(The exercise) Type out the material below exactly.

[Items from a dataset]

┌──

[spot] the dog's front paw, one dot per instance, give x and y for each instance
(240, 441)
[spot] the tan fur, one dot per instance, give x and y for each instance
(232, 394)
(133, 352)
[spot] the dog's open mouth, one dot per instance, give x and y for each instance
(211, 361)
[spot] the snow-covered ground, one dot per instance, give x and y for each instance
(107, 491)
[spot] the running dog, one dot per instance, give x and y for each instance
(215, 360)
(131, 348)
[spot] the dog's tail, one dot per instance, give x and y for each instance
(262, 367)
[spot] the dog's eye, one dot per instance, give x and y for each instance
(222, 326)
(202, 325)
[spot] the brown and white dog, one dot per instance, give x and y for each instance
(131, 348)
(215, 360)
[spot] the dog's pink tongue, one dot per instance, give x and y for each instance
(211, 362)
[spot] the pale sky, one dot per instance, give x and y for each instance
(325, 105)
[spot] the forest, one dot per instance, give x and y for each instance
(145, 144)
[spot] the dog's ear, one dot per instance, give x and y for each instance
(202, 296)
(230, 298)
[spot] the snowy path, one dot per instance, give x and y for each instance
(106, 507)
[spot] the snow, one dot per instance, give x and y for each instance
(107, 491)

└──

(Solution for this task)
[spot] the dog's front paw, one dot per instance, give x and y for each instance
(240, 441)
[spot] the tan fur, one dot per instance, give x and y for each instance
(232, 394)
(133, 352)
[spot] the dog's open mouth, one dot per instance, give x and y for each instance
(211, 361)
[spot] the snow-covered ground, one dot per instance, give x and y for each instance
(107, 491)
[spot] the running dog, one dot per instance, give x and y for each instance
(215, 360)
(131, 348)
[spot] the dog's tail, one dot per instance, give x and y for each instance
(262, 367)
[spot] the dog's eye, one dot per instance, give x and y for each instance
(222, 326)
(202, 325)
[spot] the brown and white dog, one dot per instance, give x and y for each instance
(131, 348)
(215, 360)
[spot] the dog's pink tongue, one dot per instance, give x and y for each instance
(211, 362)
[spot] the pale sky, one dot per instance, give x and y for each instance
(325, 105)
[spot] the forest, one dot per instance, give x and y for each instance
(145, 144)
[spot] the dog's ear, one dot per instance, give x and y for each instance
(202, 296)
(230, 298)
[spot] the snowy path, one dot per instance, give x and y for each instance
(106, 507)
[spot] the snow, one dot per instance, give x and y for each instance
(107, 491)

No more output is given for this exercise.